◆ **Prompt**
The required output is a word-for-word restatement of the material below, from the line with "of the decorative" through its last line, inclusive.

◆ **Exercise materials**
--------------------------------

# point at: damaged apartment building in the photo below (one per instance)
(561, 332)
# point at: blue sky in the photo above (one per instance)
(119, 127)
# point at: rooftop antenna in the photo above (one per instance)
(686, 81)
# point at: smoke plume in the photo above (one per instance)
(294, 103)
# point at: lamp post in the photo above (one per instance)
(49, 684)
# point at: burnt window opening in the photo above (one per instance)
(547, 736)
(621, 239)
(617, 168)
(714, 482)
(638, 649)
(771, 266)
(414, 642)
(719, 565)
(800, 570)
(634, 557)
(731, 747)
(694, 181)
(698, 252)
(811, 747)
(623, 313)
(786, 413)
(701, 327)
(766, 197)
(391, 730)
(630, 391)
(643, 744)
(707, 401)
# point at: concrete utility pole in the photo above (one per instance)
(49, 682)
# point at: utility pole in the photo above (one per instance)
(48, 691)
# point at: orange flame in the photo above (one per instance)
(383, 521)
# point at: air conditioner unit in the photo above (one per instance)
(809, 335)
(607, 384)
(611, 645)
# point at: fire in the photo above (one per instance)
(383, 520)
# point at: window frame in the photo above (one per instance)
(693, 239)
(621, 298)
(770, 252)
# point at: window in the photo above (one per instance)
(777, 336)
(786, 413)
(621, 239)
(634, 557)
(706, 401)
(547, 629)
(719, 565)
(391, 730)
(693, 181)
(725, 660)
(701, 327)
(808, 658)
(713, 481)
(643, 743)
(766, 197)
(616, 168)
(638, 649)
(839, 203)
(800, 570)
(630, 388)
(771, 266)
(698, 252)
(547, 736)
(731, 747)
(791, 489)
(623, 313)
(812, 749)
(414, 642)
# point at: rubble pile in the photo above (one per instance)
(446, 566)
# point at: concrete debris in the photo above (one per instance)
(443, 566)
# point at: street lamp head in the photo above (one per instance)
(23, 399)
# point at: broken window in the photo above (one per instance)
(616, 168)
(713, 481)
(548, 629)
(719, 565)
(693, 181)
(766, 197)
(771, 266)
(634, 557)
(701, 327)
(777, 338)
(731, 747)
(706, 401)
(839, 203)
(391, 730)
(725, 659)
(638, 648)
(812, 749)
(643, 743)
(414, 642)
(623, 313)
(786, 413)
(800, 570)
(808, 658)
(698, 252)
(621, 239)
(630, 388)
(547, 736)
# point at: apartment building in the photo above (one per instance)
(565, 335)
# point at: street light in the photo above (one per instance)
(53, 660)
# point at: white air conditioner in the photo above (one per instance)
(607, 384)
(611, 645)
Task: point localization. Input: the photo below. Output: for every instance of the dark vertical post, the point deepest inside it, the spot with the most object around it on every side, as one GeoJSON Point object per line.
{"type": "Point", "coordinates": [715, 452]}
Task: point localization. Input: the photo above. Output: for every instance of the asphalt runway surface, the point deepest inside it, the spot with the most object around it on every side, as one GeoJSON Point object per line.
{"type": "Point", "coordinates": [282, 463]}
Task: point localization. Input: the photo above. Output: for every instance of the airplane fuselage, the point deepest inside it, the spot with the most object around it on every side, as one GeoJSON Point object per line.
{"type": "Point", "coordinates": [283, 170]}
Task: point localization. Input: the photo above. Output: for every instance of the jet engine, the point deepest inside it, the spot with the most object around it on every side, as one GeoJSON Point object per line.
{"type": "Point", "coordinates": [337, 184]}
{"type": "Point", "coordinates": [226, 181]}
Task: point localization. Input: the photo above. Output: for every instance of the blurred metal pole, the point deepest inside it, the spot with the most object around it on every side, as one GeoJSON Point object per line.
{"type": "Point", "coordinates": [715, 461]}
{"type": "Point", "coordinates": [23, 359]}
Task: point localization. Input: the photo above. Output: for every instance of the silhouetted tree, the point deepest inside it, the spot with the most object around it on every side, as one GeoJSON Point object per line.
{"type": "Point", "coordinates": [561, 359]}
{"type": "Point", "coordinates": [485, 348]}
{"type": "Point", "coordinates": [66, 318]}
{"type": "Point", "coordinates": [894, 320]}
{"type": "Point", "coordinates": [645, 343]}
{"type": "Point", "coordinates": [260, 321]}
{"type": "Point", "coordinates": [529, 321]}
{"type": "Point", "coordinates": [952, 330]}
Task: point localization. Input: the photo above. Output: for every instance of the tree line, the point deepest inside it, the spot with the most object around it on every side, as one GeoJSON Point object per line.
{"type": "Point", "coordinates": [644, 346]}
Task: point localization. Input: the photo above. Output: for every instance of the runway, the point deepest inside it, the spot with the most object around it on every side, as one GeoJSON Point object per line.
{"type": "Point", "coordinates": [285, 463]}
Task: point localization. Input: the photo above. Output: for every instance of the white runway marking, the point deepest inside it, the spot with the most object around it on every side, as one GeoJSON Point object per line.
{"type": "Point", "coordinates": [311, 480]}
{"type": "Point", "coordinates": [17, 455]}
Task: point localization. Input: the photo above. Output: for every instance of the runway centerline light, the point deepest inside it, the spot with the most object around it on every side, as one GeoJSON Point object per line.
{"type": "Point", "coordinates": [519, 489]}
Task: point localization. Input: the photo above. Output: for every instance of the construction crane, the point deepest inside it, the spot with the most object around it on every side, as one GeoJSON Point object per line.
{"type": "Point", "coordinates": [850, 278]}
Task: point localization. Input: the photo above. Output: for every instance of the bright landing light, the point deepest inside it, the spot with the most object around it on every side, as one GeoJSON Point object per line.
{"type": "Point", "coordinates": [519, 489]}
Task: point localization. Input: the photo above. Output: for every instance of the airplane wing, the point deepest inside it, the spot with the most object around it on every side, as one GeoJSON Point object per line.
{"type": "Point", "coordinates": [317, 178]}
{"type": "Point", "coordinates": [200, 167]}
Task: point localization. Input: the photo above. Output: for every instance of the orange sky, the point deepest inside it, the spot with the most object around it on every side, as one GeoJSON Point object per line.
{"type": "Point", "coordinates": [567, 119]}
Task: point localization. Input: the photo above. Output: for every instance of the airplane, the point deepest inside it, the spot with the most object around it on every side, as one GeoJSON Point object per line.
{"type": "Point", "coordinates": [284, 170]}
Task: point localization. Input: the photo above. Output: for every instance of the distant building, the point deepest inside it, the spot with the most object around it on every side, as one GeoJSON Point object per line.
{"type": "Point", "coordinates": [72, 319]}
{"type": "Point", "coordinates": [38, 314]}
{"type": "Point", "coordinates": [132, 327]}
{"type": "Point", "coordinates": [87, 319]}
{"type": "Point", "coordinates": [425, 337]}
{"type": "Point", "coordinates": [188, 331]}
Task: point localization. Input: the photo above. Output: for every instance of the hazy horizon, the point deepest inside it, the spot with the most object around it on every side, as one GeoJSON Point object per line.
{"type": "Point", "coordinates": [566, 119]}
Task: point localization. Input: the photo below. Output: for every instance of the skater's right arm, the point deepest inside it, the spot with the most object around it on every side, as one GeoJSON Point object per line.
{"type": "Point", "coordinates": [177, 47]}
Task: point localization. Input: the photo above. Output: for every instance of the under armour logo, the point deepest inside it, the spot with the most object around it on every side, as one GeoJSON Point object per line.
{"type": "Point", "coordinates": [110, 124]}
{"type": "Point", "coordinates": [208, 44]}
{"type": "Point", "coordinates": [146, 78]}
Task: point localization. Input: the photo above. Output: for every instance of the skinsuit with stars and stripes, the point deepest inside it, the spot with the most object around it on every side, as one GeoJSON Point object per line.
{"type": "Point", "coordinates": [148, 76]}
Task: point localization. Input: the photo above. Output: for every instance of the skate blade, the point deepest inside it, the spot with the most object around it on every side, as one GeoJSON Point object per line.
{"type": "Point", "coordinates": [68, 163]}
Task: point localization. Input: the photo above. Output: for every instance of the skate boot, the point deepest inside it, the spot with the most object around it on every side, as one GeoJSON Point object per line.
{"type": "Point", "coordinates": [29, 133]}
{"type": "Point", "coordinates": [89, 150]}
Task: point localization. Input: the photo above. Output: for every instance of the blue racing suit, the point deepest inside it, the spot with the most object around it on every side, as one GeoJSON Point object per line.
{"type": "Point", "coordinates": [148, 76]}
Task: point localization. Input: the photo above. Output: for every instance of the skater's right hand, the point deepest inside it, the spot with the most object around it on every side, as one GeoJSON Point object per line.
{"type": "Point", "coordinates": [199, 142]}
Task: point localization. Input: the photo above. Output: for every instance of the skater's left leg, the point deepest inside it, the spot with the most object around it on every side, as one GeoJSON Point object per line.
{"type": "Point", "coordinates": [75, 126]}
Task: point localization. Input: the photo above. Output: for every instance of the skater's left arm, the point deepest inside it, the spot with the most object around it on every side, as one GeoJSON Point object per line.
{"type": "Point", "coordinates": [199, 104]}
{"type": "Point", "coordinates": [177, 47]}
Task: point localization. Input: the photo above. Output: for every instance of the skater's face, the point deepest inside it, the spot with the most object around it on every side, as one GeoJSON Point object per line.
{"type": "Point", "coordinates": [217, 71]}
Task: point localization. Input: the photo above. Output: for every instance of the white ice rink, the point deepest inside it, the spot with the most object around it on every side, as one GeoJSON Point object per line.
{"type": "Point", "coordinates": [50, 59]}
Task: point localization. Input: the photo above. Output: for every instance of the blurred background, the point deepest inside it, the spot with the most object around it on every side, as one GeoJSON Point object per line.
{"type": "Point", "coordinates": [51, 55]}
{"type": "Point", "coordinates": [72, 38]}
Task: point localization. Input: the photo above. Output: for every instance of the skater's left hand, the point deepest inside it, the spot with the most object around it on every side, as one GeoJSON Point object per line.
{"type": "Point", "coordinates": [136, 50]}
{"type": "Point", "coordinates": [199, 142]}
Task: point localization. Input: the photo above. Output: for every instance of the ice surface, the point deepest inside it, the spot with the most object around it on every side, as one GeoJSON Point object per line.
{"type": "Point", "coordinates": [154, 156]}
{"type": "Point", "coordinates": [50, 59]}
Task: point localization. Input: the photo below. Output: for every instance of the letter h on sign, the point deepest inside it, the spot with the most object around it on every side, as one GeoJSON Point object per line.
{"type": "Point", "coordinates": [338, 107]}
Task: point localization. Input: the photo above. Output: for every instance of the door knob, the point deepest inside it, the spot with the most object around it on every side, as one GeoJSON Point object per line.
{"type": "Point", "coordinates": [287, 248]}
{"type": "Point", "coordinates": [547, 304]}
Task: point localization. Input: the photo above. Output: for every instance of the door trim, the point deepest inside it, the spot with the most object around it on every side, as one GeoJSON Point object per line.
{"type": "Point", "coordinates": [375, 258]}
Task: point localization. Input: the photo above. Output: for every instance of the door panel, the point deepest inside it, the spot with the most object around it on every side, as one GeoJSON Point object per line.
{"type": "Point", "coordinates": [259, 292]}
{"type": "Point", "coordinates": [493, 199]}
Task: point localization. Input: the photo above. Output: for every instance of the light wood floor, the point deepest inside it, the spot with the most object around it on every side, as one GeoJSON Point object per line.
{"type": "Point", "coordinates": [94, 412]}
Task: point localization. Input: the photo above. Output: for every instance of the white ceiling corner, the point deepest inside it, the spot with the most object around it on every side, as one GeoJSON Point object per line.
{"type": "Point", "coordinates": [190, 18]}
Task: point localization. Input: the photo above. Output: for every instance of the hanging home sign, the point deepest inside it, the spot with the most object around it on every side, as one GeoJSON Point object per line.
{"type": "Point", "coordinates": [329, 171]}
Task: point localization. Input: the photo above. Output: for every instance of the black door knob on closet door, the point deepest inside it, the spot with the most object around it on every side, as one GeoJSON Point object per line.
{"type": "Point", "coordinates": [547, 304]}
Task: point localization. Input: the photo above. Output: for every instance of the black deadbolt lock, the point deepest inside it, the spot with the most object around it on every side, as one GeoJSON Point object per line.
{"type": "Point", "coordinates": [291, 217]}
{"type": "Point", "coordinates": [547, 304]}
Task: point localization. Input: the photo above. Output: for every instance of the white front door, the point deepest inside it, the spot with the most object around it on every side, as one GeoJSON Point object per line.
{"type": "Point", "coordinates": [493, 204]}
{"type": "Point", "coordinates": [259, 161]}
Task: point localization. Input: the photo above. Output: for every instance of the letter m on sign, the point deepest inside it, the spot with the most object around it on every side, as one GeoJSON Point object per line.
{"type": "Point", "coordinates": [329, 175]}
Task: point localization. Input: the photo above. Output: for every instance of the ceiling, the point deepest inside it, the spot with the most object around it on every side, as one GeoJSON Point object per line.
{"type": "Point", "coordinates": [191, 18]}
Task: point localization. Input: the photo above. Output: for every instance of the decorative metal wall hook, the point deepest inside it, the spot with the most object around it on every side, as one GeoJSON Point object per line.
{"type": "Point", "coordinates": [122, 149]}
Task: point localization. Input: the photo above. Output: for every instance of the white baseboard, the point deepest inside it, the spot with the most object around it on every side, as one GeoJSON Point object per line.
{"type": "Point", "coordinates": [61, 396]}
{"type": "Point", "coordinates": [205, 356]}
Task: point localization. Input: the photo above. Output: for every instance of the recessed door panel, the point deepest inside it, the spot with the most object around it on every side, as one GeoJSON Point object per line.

--------------------------------

◆ **Response to the task**
Task: point localization. Input: the photo above. Output: for every instance of the decorative metal wall hook, the point deepest inside it, the spot with the most object around it on every side, as one GeoJSON Point object per line.
{"type": "Point", "coordinates": [122, 149]}
Task: point localization. Input: the photo above. Output: for every instance of the white baseboard, the point deepest inside it, the spot with the most object around it on every side, as one GeoJSON Point object per line.
{"type": "Point", "coordinates": [61, 396]}
{"type": "Point", "coordinates": [205, 356]}
Task: point localization. Input: the photo above. Output: for every instance of the recessed door panel, the point deepest inside it, the spot with the most object around it on every side, as one GeoJSON Point object per line.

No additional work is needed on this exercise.